PROBLEM STATEMENT —
Your answer must be the full set of records, repeated exactly.

Data extracted from a collection
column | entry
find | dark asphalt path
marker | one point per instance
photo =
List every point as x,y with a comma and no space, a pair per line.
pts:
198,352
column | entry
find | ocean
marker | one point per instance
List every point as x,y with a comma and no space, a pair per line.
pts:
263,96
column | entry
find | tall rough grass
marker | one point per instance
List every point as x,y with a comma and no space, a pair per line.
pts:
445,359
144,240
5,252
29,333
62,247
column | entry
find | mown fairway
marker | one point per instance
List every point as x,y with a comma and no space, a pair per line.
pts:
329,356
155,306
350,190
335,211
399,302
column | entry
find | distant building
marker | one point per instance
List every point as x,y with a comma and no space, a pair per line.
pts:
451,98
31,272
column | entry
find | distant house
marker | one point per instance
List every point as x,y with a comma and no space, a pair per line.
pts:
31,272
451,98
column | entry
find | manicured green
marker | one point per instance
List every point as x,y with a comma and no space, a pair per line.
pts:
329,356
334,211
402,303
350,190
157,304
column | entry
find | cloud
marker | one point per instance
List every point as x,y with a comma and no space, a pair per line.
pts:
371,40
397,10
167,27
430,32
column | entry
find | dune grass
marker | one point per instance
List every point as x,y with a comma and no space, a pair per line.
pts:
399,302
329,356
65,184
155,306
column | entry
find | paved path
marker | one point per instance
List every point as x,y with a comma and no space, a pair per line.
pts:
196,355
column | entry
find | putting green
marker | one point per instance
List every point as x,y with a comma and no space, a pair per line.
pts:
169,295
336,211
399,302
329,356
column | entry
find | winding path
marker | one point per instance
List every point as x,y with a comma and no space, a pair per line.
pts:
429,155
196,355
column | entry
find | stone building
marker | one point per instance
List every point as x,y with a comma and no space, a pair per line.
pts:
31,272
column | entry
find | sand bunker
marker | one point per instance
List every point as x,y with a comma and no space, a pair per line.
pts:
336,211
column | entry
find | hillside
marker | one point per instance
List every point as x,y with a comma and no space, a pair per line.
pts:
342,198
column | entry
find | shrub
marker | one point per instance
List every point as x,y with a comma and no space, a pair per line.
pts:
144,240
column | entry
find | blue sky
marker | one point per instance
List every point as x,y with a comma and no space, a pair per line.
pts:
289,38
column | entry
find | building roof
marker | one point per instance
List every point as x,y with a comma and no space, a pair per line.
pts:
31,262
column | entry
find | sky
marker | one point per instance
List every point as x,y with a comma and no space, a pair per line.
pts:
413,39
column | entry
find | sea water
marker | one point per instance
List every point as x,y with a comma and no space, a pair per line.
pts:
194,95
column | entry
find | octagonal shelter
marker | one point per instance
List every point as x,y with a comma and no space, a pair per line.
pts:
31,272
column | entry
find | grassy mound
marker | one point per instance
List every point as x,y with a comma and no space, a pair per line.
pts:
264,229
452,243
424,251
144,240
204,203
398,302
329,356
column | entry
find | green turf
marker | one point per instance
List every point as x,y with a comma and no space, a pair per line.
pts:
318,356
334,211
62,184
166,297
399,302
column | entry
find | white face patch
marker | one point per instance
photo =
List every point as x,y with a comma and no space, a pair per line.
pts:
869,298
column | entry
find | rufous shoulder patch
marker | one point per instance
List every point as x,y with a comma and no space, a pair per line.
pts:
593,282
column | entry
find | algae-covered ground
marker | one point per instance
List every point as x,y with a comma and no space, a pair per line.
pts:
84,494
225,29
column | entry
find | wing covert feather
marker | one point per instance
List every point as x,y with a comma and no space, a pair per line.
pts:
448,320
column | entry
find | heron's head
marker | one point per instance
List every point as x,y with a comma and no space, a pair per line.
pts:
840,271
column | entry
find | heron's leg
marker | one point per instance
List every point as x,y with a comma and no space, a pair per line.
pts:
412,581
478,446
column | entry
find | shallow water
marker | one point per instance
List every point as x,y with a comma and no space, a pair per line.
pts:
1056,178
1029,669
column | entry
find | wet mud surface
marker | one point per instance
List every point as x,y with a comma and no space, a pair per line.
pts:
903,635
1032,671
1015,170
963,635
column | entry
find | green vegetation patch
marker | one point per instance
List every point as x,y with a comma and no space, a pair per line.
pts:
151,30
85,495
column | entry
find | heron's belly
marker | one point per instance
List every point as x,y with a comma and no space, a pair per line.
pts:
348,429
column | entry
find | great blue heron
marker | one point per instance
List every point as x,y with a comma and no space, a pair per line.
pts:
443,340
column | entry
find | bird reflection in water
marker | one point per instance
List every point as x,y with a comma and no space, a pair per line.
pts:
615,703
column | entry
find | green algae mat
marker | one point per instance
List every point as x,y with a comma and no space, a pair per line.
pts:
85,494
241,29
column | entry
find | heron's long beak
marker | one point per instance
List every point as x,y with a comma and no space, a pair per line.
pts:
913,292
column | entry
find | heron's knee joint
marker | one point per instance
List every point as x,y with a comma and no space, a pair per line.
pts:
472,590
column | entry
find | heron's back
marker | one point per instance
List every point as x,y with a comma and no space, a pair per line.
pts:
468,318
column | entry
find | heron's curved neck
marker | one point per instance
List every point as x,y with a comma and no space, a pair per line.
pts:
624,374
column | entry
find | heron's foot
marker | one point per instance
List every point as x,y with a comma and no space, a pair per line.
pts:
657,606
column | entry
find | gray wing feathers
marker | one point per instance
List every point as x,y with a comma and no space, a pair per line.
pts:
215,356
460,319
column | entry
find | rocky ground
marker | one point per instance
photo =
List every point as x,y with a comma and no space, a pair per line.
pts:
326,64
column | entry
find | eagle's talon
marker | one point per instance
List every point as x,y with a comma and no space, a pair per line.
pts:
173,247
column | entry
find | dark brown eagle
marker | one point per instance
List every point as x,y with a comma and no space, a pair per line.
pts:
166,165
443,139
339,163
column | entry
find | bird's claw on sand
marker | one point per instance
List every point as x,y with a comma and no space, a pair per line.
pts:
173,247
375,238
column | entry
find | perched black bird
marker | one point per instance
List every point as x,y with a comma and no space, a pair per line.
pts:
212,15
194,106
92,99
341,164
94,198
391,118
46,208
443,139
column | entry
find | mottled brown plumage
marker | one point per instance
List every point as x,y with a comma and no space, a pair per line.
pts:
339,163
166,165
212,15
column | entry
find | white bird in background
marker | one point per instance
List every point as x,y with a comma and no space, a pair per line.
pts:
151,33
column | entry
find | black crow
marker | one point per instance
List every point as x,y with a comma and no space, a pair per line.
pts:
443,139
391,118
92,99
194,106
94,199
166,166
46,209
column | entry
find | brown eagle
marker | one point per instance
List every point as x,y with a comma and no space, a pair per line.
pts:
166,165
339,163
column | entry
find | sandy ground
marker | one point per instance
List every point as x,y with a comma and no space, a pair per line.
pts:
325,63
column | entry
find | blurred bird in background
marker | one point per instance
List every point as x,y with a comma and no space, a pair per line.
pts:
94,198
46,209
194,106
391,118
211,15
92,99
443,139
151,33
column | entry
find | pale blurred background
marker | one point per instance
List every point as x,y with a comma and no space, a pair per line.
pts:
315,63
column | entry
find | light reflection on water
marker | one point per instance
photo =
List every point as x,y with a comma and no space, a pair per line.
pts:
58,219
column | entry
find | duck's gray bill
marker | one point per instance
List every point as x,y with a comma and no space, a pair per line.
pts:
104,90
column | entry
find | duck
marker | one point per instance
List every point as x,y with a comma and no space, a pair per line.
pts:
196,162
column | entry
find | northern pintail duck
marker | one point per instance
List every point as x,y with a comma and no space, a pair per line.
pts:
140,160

OUTPUT FOR THIS EXERCISE —
column | entry
find | dark asphalt path
marker | one point per instance
photo =
List every point as x,y with a comma and no space, a pair per line.
pts:
198,352
column | entry
find | ocean
marker | one point per instance
List every point as x,y with a comma and no space, a pair per line.
pts:
263,96
column | entry
find | tall rough grass
marker | one point per instance
List every point as x,y with a comma and no space, a pair per line.
pts:
445,359
144,240
5,252
29,333
62,247
column | entry
find | mown fairway
marker | one point per instance
List every point as x,y with a comma and no space, a pair per line.
pts:
329,356
155,306
350,190
335,211
399,302
column | entry
find | distant building
marker | one point per instance
List every point as x,y with a comma and no space, a pair per line.
pts:
451,98
31,272
column | entry
find | distant house
marker | one point per instance
List every point as x,y with a comma and no space, a pair per line.
pts:
31,272
451,98
column | entry
find | manicured green
marker | one point per instance
List every point as x,y with a comma and no space, a pair per line.
pts:
329,356
334,211
402,303
350,190
157,304
column | entry
find | cloud
marker | one point per instance
List every point as x,y with a comma and no space, a pair per line.
pts:
371,40
397,10
167,27
430,32
column | entry
find | dune grass
marker | one point per instance
List every point as x,y with a comma and no space, a pair per line.
pts:
399,302
329,356
65,184
155,306
column | entry
find | paved path
marker | one point per instance
List every point as x,y with a comma and no space, a pair per line.
pts:
196,355
column | entry
find | putting green
marker | one point per instance
List every point as x,y with a comma and no space, a pair per line.
pts:
169,295
336,211
399,302
329,356
column | entry
find | winding path
marker | one point per instance
List every point as x,y with a comma and no space, a pair per line.
pts:
429,155
196,355
column | entry
find | stone building
marker | one point per instance
List every point as x,y with a comma and no space, a pair per line.
pts:
31,272
column | entry
find | sand bunker
marker | one point per instance
List every point as x,y with a comma and no space, a pair per line.
pts:
336,211
column | entry
find | hillside
marker | one point per instance
List every point as x,y with a comma and no space, a pair per line.
pts:
342,198
column | entry
find | shrub
marker | one point per instance
List every point as x,y with a comma and no space, a pair per line.
pts:
144,240
column | entry
find | blue sky
marker | one point per instance
List every point as x,y with a comma and no space, a pair per line.
pts:
289,38
column | entry
find | building roof
marker | one point per instance
List every point as x,y with a comma and no space, a pair per line.
pts:
31,262
column | entry
find | sky
marker | one point per instance
List every point as x,y with a comma and no space, a pair per line.
pts:
413,39
column | entry
find | sea water
marker | one point per instance
List every point as x,y with a comma and no space, a pair per line.
pts:
194,95
column | entry
find | octagonal shelter
marker | one point per instance
List every point as x,y with a comma and no space, a pair per line.
pts:
31,272
column | entry
find | grassy mound
marker | one point per instance
List every point as x,y with a comma and no space, a pair per line.
pts:
264,229
452,243
424,251
144,240
204,203
398,302
329,356
column | entry
find | green turf
marker | one point per instance
List every point as x,y with a comma and no space, a pair per line.
pts:
318,356
334,211
62,184
166,297
399,302
column | entry
find | white face patch
marker | one point per instance
photo =
List every point as x,y with a comma and no space, a pair per line.
pts:
869,298
column | entry
find | rufous shoulder patch
marker | one point per instance
List every point as x,y with a comma and no space, a pair per line.
pts:
593,282
column | entry
find | algae-covered ground
marker | one point per instance
List every point as x,y with a comma and no space, a pair per line.
pts:
84,494
225,29
column | entry
find | wing covert feather
marker | one point per instance
List every point as x,y with a comma and no space, a pair per line.
pts:
448,320
column | entry
find | heron's head
marker | one point per instance
List every point as x,y with a comma and no space, a pair per line.
pts:
840,271
column | entry
find | heron's leg
marker | one point per instance
List every point as x,y with a comma and no space, a pair per line.
pts:
412,581
478,446
column | entry
find | shallow water
marker | one point per instance
List every point as x,y with a comma and no space, a pair per line.
pts:
1056,178
1029,669
column | entry
find | wet mud surface
marker | one point per instance
List every point as x,y with a comma and no space, a pair per line.
pts:
903,635
1032,671
1015,170
963,635
column | entry
find | green vegetation patch
marker | one point per instance
List every point as x,y with a comma and no space, a pair per line.
pts:
151,30
85,495
column | entry
find | heron's belly
marker | one point per instance
List every point as x,y with a comma and no space, a pair per line.
pts:
348,429
column | entry
find | great blue heron
marker | one point per instance
List every point as x,y with a comma and no space, a pair per line.
pts:
443,340
column | entry
find | bird reflection in water
marker | one point per instance
List every point as x,y with a comma and no space, a pair per line.
pts:
615,703
column | entry
find | green algae mat
marker | one point per instance
List every point as x,y with a comma and no space, a pair per line.
pts:
85,494
241,29
column | entry
find | heron's long beak
marker | one point per instance
List every point as x,y with a comma and no space, a pair per line.
pts:
913,292
column | entry
find | heron's knee joint
marker | one point per instance
List every point as x,y with a comma and no space, a pair per line.
pts:
472,590
column | entry
find | heron's back
marker | one point per instance
List every point as x,y with a comma and no space, a pair per line.
pts:
468,318
column | entry
find | heron's curved neck
marker | one point per instance
List every point as x,y with a comma and no space, a pair per line.
pts:
624,374
column | entry
find | heron's foot
marker | one point per instance
List every point as x,y with a comma and no space, a pair per line.
pts:
657,606
column | entry
find | gray wing feathers
marker | one point per instance
List every point as x,y with a comma and no space, a pair per line.
pts:
215,356
460,319
column | entry
find | rocky ground
marker | one point per instance
photo =
List every point as x,y with a comma and no space, a pair per line.
pts:
326,64
column | entry
find | eagle's talon
marker | one point per instance
List every point as x,y with a comma and no space, a pair per line.
pts:
173,247
column | entry
find | dark brown eagle
marker | one point per instance
List every point as x,y with a comma and no space, a pair per line.
pts:
166,165
443,139
339,163
column | entry
find | bird's claw on sand
marker | one point per instance
List every point as x,y with a comma and no space, a pair per line.
pts:
173,247
375,238
column | entry
find | perched black bird
marker | one point per instance
List every point as x,y with a comma and no space, a pair per line.
pts:
212,15
194,106
92,99
341,164
94,198
391,118
46,208
443,139
column | entry
find | mottled brown plumage
marker | one point per instance
List every point as x,y with a comma and no space, a pair per line.
pts:
339,163
166,165
212,15
column | entry
find | white bird in background
marker | one point per instance
List every point as x,y with a comma and no space, a pair per line.
pts:
151,33
column | entry
find | black crow
marker | one point per instance
List every point as x,y with a comma and no space, a pair per line.
pts:
443,139
391,118
92,99
194,106
94,199
166,166
46,209
column | entry
find | brown eagle
marker | one point per instance
List every point as x,y with a comma and no space, a pair per line.
pts:
166,165
339,163
column | entry
find | sandy ground
marker | one point per instance
List every point as x,y with a comma and no space, a pair per line.
pts:
325,63
column | entry
find | blurred bird in background
marker | one point per instance
List every point as x,y with a comma and no space, a pair per line.
pts:
94,198
46,209
194,106
391,118
211,15
92,99
443,139
151,33
column | entry
find | pale blurred background
marker | one point per instance
List every point as x,y with a comma and no space, a pair per line.
pts:
315,63
column | entry
find | light reflection on water
marker | one point per instance
photo =
List every point as x,y with a comma and no space, a pair per line.
pts:
58,219
column | entry
find | duck's gray bill
marker | one point per instance
List every point as x,y with a comma and no space, a pair per line.
pts:
104,90
column | entry
find | duck
marker | one point per instance
List every point as x,y with a comma and no space, a pair per line.
pts:
196,162
column | entry
find | northern pintail duck
marker | one point per instance
List every point as x,y with a comma and no space, a pair per line.
pts:
140,160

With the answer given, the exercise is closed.